◆ **Task requirements**
1. Does each statement agree with the invoice extraction text? Answer yes or no for each and quote the deciding words. (a) Dates must be written as YYYY-MM-DD. (b) Keys for unknown values may be left out. (c) line_items may contain zero items.
2. Answer these questions from the invoice extraction text.
(a) What number should "6%" become?
(b) How must booleans be written?
(c) What form does the currency value take?

◆ **Text segment**
*-*-*
In [1]:
system_prompt = """
You are a construction invoice expert and deterministic JSON emitter.

You will be given:
1) OCR text tokens with their (page, x1, y1, x2, y2) coordinates and reading order.
2) The raw concatenated text, if available.

YOUR TASK
Extract invoice data and return EXACTLY ONE JSON object that matches the schema and key order below. 
- Output JSON ONLY. No prose, no markdown, no code fences, no comments.
- Do not add, remove, or rename keys.
- Use null for unknown values (do NOT omit keys).
- Dates must be ISO-8601 (YYYY-MM-DD).
- All amounts/rates must be numbers (no $, commas, or %). Convert “6%” → 0.06; “$1,234.50” → 1234.5.
- Booleans are true/false (lowercase).
- line_items must have ≥1 item.
- Keep the exact key order shown.

SCHEMA (exact keys and order):
{
  "invoice_id": "<string>",
  "invoice_date": "<YYYY-MM-DD>",
  "due_date": "<YYYY-MM-DD or null>",
  "currency": "<3-letter code>",
  "vendor": {
    "name": "<string>",
    "address": "<string or null>",
    "tax_id": "<string or null>",
    "contact": {
      "email": "<string or null>",
      "phone": "<string or null>"
*-*-*
◆ **Dataset**
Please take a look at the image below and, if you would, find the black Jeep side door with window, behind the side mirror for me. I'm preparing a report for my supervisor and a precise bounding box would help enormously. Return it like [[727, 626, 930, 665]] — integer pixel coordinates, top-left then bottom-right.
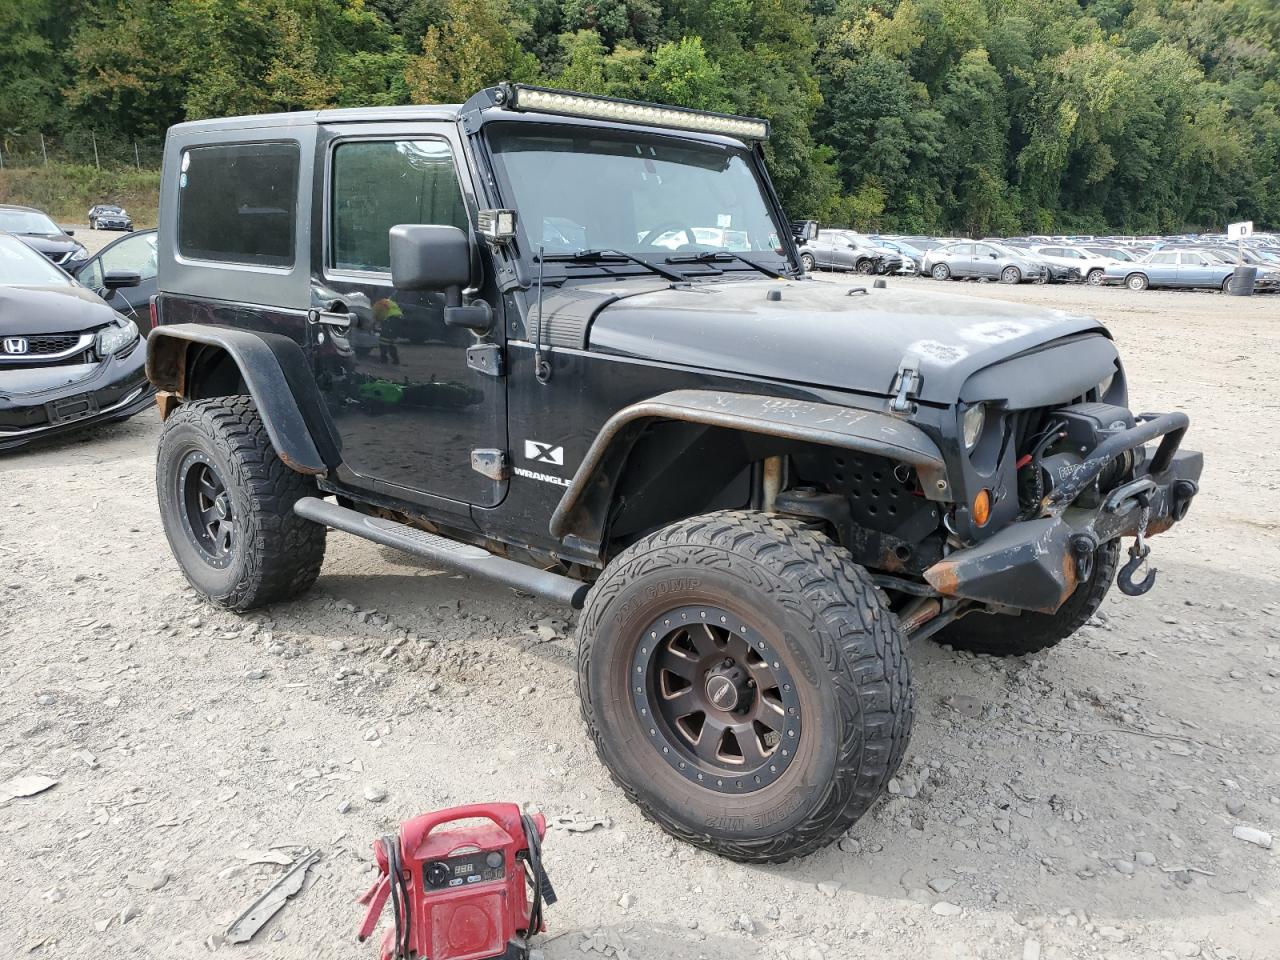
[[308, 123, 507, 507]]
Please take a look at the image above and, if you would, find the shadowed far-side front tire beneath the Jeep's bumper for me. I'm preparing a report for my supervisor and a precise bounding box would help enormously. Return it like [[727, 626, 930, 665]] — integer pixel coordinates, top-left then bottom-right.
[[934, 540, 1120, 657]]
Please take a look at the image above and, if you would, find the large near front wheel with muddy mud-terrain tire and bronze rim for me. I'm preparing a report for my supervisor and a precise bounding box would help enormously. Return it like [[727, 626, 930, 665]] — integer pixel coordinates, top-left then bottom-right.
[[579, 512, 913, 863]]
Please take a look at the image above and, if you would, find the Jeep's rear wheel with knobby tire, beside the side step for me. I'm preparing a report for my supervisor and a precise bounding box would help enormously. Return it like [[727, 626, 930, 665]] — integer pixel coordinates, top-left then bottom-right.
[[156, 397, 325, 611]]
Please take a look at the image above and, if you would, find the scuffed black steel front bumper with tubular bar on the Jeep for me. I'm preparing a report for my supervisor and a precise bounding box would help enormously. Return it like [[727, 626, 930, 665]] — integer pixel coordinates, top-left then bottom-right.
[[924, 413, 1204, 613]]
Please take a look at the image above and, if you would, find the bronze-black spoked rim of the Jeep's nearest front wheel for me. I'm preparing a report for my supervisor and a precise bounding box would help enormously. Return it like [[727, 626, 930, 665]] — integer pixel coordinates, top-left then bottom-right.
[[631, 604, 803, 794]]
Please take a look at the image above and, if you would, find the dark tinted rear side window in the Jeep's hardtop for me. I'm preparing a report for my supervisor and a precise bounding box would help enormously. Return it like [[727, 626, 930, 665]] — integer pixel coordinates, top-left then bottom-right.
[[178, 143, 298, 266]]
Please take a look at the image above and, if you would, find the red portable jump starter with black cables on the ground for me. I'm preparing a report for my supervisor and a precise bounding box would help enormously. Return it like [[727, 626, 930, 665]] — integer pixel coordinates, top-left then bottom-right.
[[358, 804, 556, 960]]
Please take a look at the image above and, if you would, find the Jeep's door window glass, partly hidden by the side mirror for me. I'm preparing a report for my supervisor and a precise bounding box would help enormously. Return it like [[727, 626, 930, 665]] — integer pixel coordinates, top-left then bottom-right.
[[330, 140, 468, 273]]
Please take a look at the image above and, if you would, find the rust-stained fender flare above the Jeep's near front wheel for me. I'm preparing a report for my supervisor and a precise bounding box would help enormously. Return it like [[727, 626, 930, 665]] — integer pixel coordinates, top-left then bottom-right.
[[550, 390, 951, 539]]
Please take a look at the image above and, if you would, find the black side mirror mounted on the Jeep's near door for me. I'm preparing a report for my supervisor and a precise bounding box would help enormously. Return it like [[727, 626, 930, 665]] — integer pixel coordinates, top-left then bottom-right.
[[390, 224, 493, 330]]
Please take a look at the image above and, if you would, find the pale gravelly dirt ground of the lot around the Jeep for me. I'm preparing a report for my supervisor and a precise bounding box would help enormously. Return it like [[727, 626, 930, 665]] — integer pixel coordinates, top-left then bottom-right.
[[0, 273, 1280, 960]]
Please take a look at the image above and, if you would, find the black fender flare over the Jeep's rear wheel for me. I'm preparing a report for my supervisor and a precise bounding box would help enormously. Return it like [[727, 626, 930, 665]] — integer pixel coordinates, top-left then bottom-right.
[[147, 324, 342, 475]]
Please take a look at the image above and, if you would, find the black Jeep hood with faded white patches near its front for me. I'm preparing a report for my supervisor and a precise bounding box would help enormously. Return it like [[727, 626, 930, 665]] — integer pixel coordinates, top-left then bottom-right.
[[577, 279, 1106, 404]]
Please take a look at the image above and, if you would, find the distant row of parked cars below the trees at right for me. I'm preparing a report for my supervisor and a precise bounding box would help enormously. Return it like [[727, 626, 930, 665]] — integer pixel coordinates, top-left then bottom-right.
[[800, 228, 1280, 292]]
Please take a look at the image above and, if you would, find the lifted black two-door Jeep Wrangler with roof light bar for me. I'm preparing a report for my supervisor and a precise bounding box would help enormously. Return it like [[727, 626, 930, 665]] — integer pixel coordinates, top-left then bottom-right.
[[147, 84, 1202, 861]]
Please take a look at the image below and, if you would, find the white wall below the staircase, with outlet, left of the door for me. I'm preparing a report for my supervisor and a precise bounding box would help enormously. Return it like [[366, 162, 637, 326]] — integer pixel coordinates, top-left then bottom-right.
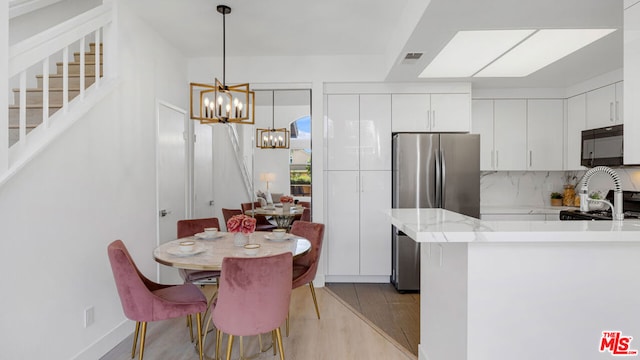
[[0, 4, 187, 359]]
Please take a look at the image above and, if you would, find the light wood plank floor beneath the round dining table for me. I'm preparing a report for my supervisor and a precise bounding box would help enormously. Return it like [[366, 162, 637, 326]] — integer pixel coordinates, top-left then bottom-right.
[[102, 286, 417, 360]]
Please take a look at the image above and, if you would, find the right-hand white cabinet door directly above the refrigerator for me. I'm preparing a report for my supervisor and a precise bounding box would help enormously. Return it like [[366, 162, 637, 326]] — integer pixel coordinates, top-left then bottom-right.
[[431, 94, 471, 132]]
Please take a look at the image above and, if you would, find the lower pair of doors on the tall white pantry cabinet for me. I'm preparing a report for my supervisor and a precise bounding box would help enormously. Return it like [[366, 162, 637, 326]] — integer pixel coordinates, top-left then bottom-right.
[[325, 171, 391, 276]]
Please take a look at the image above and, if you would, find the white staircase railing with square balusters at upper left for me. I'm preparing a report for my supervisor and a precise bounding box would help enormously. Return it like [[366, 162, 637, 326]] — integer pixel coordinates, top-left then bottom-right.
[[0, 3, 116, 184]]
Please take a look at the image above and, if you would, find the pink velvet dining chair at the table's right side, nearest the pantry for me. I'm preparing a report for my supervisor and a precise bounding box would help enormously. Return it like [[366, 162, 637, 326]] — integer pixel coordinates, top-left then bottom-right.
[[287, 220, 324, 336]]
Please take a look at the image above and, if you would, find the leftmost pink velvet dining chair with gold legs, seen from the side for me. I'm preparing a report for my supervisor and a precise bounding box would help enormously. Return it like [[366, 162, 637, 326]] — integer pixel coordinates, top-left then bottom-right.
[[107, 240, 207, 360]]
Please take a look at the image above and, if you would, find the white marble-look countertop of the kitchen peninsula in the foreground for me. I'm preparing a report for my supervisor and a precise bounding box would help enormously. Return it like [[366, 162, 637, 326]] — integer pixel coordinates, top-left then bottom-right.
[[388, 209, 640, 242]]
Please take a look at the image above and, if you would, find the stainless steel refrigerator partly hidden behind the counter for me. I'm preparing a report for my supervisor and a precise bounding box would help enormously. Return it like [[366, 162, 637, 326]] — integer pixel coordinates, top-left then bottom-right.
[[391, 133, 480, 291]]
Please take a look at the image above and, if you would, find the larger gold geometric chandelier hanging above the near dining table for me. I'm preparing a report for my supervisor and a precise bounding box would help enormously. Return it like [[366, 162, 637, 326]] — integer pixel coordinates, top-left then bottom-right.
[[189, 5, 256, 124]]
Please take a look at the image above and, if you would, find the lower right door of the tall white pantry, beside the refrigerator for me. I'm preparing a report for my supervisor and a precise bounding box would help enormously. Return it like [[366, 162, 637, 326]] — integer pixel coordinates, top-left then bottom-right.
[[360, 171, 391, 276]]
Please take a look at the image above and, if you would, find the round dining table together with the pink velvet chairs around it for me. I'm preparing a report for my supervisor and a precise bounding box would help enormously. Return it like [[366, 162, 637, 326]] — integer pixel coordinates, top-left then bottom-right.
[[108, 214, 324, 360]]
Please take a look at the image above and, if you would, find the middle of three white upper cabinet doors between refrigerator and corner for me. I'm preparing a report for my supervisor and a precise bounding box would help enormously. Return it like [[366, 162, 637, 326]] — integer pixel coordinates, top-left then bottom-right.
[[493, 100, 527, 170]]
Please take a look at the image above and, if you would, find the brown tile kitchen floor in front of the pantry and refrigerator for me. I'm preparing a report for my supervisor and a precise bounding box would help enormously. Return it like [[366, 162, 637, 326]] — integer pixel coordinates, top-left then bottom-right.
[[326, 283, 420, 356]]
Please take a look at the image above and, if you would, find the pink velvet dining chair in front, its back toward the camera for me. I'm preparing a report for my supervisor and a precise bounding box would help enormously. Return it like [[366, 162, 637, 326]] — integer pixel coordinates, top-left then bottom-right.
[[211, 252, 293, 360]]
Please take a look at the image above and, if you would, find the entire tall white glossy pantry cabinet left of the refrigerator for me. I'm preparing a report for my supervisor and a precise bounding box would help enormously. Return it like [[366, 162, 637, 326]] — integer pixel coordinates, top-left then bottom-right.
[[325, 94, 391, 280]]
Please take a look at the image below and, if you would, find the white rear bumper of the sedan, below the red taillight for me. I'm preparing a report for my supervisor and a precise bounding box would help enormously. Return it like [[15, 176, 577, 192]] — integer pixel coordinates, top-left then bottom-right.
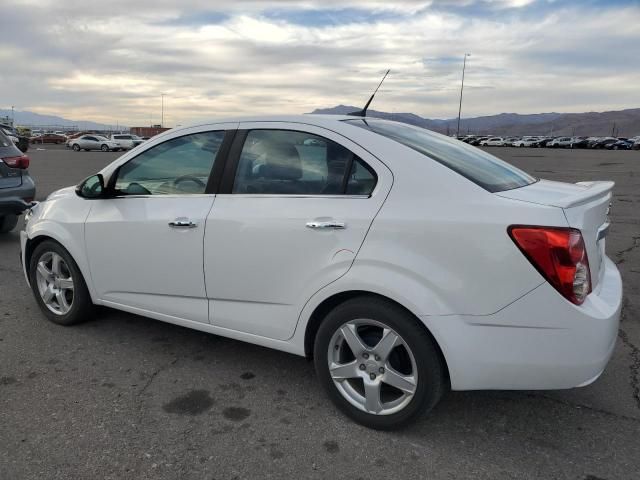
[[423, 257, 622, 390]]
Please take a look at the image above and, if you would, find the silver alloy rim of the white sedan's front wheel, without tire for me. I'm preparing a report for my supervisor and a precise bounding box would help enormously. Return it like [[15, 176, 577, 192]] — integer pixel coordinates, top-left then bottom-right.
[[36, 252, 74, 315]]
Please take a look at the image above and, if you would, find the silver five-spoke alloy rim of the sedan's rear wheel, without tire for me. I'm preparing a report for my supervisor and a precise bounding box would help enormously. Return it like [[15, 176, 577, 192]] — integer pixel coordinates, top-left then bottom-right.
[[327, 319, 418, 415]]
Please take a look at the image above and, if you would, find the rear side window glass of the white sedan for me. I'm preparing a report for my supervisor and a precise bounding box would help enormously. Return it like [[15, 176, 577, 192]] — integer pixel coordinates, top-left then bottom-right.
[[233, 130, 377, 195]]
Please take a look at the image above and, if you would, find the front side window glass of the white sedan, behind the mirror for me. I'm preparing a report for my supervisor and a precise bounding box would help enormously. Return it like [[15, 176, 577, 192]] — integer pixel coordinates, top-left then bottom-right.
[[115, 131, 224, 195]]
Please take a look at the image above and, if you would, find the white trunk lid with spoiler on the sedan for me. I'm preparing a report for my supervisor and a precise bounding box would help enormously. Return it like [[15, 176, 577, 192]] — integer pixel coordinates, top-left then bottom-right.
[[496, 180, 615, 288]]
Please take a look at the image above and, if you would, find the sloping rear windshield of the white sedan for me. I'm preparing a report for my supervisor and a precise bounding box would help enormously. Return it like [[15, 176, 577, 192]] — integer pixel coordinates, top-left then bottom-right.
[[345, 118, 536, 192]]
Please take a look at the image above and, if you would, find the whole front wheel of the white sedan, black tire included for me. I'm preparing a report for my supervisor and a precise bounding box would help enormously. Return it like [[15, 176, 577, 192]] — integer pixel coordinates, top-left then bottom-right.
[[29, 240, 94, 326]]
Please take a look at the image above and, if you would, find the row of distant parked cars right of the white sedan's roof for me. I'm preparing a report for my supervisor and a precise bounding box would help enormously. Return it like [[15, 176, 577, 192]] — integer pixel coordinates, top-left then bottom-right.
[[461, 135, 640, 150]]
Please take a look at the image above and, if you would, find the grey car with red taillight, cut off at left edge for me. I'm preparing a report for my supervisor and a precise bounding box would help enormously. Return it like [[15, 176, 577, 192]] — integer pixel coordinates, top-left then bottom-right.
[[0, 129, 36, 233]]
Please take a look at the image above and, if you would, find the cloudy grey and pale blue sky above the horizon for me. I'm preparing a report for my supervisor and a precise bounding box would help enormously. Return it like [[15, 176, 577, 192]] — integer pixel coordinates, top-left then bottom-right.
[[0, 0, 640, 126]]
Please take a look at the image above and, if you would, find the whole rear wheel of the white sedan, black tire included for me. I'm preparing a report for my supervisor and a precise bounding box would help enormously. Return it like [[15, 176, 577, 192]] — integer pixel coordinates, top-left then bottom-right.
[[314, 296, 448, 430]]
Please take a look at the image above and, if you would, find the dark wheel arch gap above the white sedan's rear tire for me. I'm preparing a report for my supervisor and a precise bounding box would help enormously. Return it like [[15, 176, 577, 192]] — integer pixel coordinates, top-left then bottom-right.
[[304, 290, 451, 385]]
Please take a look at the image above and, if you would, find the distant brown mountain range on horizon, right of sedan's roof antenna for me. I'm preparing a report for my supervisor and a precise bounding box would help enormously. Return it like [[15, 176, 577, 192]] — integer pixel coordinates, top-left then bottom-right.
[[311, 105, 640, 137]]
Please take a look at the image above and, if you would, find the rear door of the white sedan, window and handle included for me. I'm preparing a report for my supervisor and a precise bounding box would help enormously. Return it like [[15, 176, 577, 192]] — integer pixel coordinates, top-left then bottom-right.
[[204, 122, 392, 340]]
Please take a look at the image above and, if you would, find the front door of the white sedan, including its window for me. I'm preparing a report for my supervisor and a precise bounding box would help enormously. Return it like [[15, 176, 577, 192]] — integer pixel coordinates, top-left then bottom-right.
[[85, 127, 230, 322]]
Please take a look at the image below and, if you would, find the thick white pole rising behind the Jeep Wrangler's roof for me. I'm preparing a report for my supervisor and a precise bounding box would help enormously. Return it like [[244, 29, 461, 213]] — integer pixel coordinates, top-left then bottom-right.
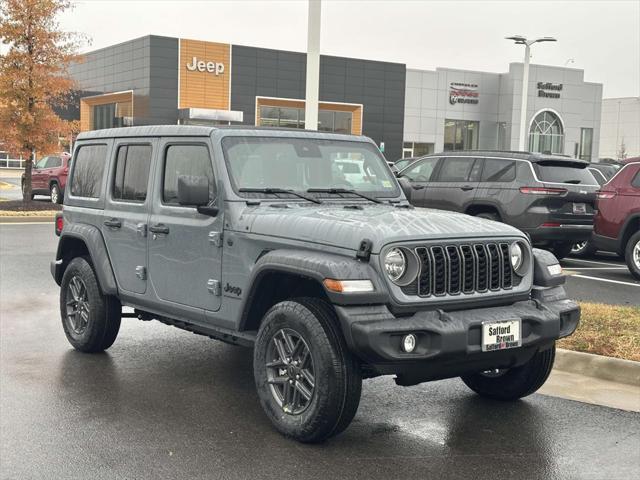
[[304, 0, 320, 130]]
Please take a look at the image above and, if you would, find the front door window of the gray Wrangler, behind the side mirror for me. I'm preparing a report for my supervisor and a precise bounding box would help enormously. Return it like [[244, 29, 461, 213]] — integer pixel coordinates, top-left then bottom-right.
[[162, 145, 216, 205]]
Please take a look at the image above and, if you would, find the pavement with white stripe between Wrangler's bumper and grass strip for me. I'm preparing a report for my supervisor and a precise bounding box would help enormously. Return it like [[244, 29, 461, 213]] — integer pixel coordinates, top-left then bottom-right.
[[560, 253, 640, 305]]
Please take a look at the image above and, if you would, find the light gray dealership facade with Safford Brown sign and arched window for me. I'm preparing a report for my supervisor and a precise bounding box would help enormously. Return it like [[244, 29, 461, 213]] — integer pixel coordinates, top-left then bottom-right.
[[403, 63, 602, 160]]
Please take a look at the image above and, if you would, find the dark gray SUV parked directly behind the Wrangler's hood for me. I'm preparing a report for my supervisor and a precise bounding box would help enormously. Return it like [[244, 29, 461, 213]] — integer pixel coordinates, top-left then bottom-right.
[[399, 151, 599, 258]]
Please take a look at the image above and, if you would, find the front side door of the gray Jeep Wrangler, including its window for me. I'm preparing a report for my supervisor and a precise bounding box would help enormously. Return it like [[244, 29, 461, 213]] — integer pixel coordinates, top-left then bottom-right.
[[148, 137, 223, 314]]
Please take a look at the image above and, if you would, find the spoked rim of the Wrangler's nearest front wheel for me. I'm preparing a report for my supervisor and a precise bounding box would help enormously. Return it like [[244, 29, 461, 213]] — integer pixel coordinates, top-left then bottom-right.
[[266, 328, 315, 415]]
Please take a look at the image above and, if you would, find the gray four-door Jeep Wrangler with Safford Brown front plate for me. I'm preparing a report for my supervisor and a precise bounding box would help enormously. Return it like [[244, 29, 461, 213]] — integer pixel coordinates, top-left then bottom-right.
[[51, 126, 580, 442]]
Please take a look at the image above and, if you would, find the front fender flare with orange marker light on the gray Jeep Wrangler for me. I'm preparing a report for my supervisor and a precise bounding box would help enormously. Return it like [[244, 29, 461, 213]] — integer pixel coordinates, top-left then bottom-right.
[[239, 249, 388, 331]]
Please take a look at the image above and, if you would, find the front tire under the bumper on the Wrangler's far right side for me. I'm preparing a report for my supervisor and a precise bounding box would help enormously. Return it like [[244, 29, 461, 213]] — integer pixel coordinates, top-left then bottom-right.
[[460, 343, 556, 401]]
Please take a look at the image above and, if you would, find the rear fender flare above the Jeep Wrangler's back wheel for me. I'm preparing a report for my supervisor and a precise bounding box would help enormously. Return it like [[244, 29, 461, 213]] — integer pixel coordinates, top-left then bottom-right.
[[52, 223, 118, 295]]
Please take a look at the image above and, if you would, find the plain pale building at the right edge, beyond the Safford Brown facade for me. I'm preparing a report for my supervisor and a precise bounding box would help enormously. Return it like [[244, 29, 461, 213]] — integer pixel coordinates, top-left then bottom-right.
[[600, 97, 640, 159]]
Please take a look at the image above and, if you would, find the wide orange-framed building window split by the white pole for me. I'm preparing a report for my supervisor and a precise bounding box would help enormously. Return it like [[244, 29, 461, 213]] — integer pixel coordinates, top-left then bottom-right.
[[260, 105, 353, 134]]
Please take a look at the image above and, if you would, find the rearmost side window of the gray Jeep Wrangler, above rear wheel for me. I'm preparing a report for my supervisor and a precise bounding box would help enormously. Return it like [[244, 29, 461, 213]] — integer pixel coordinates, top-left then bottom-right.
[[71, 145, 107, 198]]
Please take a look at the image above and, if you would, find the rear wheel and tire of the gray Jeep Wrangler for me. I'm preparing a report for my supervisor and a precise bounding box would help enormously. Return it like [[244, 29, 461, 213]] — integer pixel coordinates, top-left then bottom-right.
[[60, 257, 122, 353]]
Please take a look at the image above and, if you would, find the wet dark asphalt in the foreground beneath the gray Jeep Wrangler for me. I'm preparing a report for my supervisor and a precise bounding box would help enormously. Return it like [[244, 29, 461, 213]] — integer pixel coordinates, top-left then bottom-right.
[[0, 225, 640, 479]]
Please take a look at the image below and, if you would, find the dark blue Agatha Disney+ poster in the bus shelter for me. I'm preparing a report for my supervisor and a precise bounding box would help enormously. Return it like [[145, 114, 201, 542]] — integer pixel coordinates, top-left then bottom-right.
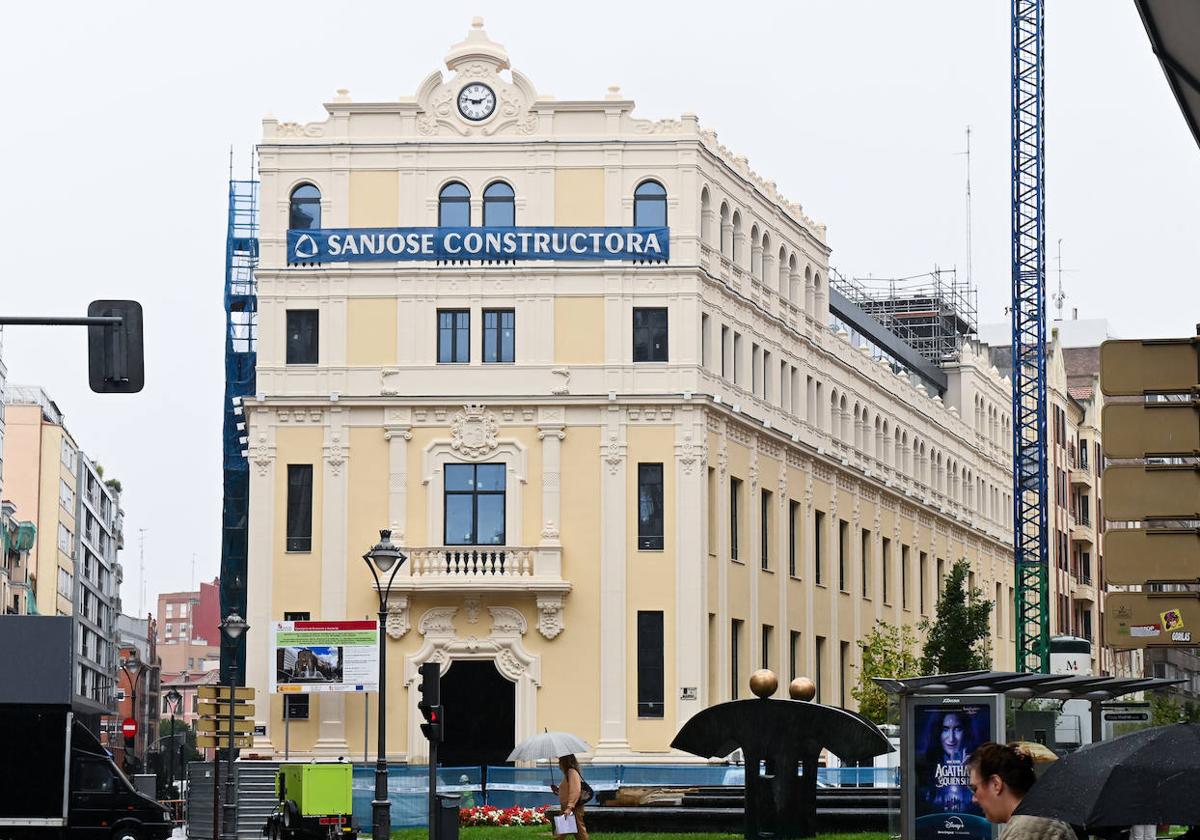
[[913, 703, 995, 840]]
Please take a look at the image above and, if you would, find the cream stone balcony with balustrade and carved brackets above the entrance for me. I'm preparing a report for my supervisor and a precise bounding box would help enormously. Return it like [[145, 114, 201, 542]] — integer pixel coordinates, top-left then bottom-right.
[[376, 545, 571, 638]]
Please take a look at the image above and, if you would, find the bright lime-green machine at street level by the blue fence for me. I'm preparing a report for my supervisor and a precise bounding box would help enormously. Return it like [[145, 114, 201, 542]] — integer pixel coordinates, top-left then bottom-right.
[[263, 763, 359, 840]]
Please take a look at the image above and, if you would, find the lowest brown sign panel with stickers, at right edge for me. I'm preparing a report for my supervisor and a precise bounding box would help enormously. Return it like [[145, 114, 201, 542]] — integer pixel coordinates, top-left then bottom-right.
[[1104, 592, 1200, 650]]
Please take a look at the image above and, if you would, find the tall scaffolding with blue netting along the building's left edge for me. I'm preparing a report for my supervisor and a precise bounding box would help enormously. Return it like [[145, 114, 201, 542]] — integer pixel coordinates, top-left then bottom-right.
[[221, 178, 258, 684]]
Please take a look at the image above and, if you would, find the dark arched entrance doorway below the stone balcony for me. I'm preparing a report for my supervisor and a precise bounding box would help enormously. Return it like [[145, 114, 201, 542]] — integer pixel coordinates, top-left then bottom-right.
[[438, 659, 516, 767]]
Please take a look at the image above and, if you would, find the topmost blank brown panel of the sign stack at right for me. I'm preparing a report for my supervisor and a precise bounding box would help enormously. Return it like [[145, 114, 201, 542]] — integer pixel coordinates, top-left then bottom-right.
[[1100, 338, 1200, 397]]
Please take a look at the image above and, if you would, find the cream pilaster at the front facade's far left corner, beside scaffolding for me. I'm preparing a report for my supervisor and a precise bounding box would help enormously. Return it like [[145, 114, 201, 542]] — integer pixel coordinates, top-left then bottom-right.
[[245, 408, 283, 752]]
*-*-*
◆ **Answers by item**
1.
(a) Yes: "Dates must be ISO-8601 (YYYY-MM-DD)."
(b) No: "Use null for unknown values (do NOT omit keys)."
(c) No: "line_items must have ≥1 item."

2.
(a) 0.06
(b) As true/false, in lowercase
(c) A 3-letter code